-- start of Source excerpt --

[Gnso-epdp-team] European Commission comments on Phase 1 report

James M. Bladel jbladel at godaddy.com
Tue Apr 23 16:12:45 UTC 2019

Thanks, Chris.  I also read the EC letter with some confusion, so glad to see I wasn’t alone.  I think it muddied the waters more than clarified them.

At the dawn of Phase 2, we’re left with (1) There needs to be some process for disclosing redacted RDS data, and (2) that process needs to be compliant with GDPR.  Those aren’t controversial, but we need our friends in Brussels to help this group reconcile the two.  And this letter doesn’t provide much help in doing that.


James Bladel

From: Gnso-epdp-team <gnso-epdp-team-bounces at icann.org> on behalf of Chris Disspain <chris at disspain.uk>
Date: Tuesday, April 23, 2019 at 10:26
To: Volker Greimann <vgreimann at key-systems.net>
Cc: "gnso-epdp-team at icann.org" <gnso-epdp-team at icann.org>
Subject: Re: [Gnso-epdp-team] European Commission comments on Phase 1 report

Indeed, thanks Volker. It is both important and useful. It is also confusing although that may only be to me. What is said below appears to be directly at odds with things being said by the DPAs and EC representatives.

In its statement of 27 May 2018 (https://edpb.europa.eu/news/news/2018/european-data-protection-board-endorsed-statement-wp29-icannwhois_en) the EDPB said:

"As expressed also in earlier correspondence with ICANN (including this letter<http://ec.europa.eu/newsroom/just/document.cfm?doc_id=48839> of December 2017 and this letter<http://ec.europa.eu/newsroom/article29/document.cfm?action=display&doc_id=51021> of April 2018),  WP29 expects ICANN to develop and implement a WHOIS model which will enable legitimate uses by relevant stakeholders, such as law enforcement, of personal data concerning registrants in compliance with the GDPR, without leading to an unlimited publication of those data."

And during a Board GAC call last week on the Kobe GAC Communique (https://gac.icann.org/minutes/gac%20kobe%20communiqué%20-%20gac-board%20clarification%20call%20notes%20-%2015april2019%20(final).pdf)<https://gac.icann.org/minutes/gac%20kobe%20communiqu%C3%A9%20-%20gac-board%20clarification%20call%20notes%20-%2015april2019%20(final).pdf)> in a discussion about the need for an access model, the work carried out by the Technical Study Group to design one and how ICANN can get legal advice for the DPAs about the legality of that model, the Commission said that although it was not is a position to speak for the EU member of the GAC...:

"European Commission reiterated its willingness to help facilitate communications with DPAs, and in particular the Belgian DPAs who it indicated has been chosen to be the lead DPA on this issue for the EU, a European Commission further suggested a two-step process: first, considering with legal advisors implementation options to achieve the aims of the EPDP report; and second, start consulting with the lead DPA to get their views before consulting the full EDPB once more, with facilitation from the Commission as needed"

-- end of Source excerpt --
-- start of Raw data --

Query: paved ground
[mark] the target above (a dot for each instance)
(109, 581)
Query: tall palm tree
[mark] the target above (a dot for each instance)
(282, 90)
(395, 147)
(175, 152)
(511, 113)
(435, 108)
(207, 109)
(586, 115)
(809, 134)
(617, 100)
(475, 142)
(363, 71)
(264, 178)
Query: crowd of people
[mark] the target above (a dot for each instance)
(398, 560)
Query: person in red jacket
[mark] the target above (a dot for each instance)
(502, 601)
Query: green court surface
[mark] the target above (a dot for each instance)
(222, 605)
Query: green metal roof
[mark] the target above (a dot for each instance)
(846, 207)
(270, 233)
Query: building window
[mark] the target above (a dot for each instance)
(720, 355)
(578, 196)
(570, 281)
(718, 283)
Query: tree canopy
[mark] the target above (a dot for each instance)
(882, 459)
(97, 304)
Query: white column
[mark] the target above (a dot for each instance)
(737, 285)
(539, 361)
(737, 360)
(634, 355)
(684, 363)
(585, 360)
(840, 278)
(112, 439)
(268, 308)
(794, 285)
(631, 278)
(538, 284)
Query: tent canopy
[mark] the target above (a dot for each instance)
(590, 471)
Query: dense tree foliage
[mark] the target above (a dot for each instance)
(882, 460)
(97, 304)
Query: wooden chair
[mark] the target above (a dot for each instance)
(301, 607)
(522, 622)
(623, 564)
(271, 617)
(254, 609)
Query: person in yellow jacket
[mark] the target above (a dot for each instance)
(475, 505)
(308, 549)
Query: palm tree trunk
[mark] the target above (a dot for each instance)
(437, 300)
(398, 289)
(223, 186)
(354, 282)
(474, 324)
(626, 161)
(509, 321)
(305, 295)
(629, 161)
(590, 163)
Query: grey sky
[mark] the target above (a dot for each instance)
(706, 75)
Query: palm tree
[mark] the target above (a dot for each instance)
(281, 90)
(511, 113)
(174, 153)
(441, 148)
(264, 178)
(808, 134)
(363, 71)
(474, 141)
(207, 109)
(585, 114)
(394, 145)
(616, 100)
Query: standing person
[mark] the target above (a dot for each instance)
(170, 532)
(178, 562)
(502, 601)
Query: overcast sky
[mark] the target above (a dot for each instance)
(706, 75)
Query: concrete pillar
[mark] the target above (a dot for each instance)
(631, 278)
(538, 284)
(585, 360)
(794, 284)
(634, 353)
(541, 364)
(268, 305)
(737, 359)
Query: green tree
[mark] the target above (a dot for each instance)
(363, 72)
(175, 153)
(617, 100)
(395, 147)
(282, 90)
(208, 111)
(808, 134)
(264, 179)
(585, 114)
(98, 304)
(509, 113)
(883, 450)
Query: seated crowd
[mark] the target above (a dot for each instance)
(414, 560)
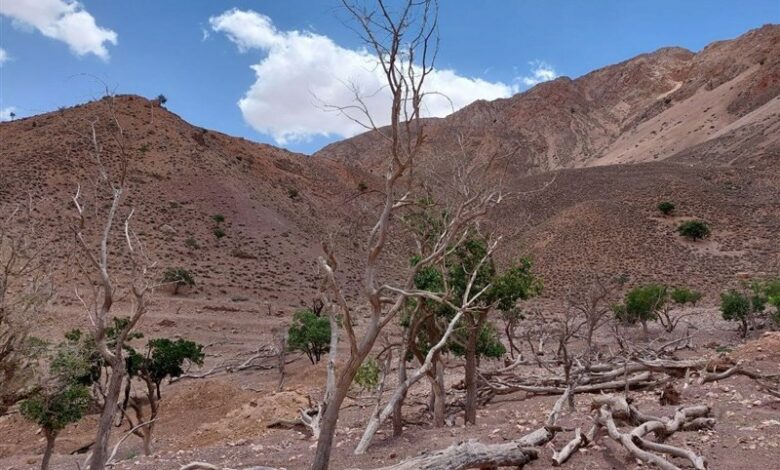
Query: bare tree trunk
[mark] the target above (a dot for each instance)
(440, 395)
(398, 416)
(148, 439)
(100, 452)
(471, 375)
(328, 424)
(50, 437)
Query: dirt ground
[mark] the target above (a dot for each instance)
(224, 419)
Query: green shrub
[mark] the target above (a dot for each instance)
(694, 230)
(179, 277)
(666, 207)
(310, 334)
(191, 243)
(641, 304)
(368, 374)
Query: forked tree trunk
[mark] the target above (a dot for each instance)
(398, 415)
(330, 415)
(50, 437)
(100, 454)
(440, 395)
(471, 375)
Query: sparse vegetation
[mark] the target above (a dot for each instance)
(737, 307)
(54, 406)
(666, 207)
(191, 243)
(694, 230)
(178, 277)
(641, 305)
(309, 333)
(683, 296)
(368, 374)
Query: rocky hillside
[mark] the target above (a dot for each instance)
(699, 129)
(722, 101)
(276, 204)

-- end of Raw data --

> [Exercise directions]:
Write what follows the final quoted passage in the email thread on the European Commission's comments on the Phase 1 report.

> [Answer]:
I’m struggling to align the above with the input below.



On 18 Apr 2019, at 16:08, Ayden Férdeline <icann at ferdeline.com<mailto:icann at ferdeline.com>> wrote:

Thank you for highlighting this important and useful contribution, Volker.

-- Ayden

‐‐‐‐‐‐‐ Original Message ‐‐‐‐‐‐‐
On Thursday, April 18, 2019 4:37 PM, Volker Greimann <vgreimann at key-systems.net<mailto:vgreimann at key-systems.net>> wrote:

Dear fellow members,
the European Commission just provided very valuable and constructive insights into our reports that we would be well-advised to take into account in Phase 2:
"The European Commission recognises this (the recommendation of purposes and association with processing activities) as a long due and important step forward in the ongoing reform of the WHOIS system. Having a clear definition of the purposes for the processing of the data in the WHOIS system is an essential pre-requisite for ensuring a GDPR-compliant system."
"the overall model would benefit from making even more explicit the links between the purposes for processing personal data and the specific processing activity(ies) as well as the specific personal data items."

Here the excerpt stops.